**YOUR INSTRUCTIONS:**
Retype all the rows below word for word, leaving out the pictures.
====== RECORDS
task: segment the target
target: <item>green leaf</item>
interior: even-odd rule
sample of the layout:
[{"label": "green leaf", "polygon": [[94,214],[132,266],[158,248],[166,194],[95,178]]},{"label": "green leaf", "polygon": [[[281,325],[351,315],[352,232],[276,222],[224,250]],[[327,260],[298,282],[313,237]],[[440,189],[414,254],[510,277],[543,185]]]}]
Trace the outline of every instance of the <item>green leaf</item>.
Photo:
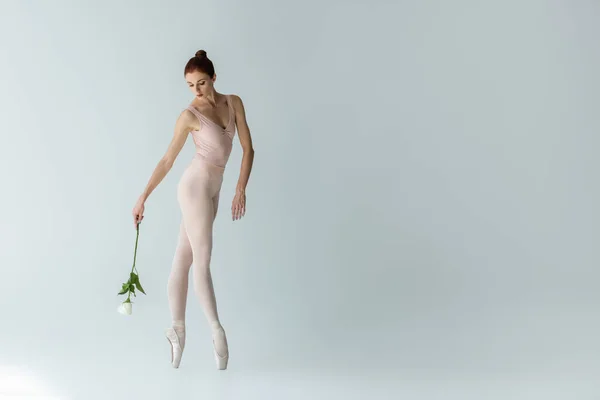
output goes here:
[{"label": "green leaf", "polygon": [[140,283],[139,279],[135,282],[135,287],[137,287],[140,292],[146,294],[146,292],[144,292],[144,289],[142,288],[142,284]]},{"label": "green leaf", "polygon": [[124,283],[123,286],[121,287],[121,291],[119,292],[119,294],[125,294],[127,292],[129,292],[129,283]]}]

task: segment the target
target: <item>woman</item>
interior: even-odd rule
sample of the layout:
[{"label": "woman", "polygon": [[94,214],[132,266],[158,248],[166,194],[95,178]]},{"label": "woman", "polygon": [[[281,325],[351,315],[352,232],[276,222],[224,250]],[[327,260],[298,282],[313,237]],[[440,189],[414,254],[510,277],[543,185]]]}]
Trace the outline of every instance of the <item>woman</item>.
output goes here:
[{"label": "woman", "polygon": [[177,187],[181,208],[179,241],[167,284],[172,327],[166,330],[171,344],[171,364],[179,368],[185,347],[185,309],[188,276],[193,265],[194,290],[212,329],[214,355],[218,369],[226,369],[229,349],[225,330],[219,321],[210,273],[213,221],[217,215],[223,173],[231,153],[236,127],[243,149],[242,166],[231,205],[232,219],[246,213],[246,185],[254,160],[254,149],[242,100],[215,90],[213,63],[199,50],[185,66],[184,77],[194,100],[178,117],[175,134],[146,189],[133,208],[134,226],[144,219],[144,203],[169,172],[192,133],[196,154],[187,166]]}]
============
**RESPONSE FOR THIS EXERCISE:**
task: segment the target
target: <item>green leaf</item>
interior: even-odd rule
sample of the layout:
[{"label": "green leaf", "polygon": [[94,214],[132,266],[158,248],[166,194],[95,178]]},{"label": "green leaf", "polygon": [[[281,325],[351,315],[352,232],[276,222],[224,250]],[[327,260],[298,282],[313,237]],[[440,189],[414,254],[510,277],[543,185]]]}]
Trace the outline of every instance of the <item>green leaf</item>.
Photo:
output goes here:
[{"label": "green leaf", "polygon": [[140,283],[139,279],[135,282],[135,287],[137,287],[140,292],[146,294],[146,292],[144,292],[144,289],[142,288],[142,284]]},{"label": "green leaf", "polygon": [[124,283],[123,286],[121,287],[121,291],[119,292],[119,294],[125,294],[127,292],[129,292],[129,283]]}]

task: segment the target
target: <item>woman</item>
interior: even-odd rule
sample of the layout:
[{"label": "woman", "polygon": [[94,214],[132,266],[158,248],[166,194],[95,178]]},{"label": "woman", "polygon": [[[281,325],[351,315],[352,232],[276,222],[224,250]],[[327,260],[298,282],[313,237]],[[440,189],[414,254],[510,277],[543,185]]]}]
Trace the outline of every instance of the <item>woman</item>.
output goes here:
[{"label": "woman", "polygon": [[177,187],[181,208],[179,241],[167,284],[172,327],[166,330],[171,344],[171,364],[179,368],[185,347],[185,309],[188,276],[193,265],[194,290],[212,329],[214,355],[218,369],[226,369],[229,349],[225,330],[219,321],[210,273],[213,221],[217,215],[223,173],[231,153],[236,127],[243,149],[242,166],[231,205],[232,219],[246,213],[246,185],[254,160],[254,149],[242,100],[215,90],[213,63],[199,50],[185,66],[184,77],[194,100],[178,117],[175,134],[146,189],[133,208],[134,226],[144,219],[144,203],[169,172],[192,133],[196,154],[187,166]]}]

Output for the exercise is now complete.